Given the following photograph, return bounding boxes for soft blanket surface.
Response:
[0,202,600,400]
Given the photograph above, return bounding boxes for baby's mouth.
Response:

********

GIVEN REQUEST. Copy out every line above word for word, with nothing added or left out.

ANSWER TO THE EXERCISE.
Given the following photograph, return bounding boxes for soft blanket surface.
Response:
[0,202,600,400]
Given the photograph above, return bounding boxes for baby's mouth.
Response:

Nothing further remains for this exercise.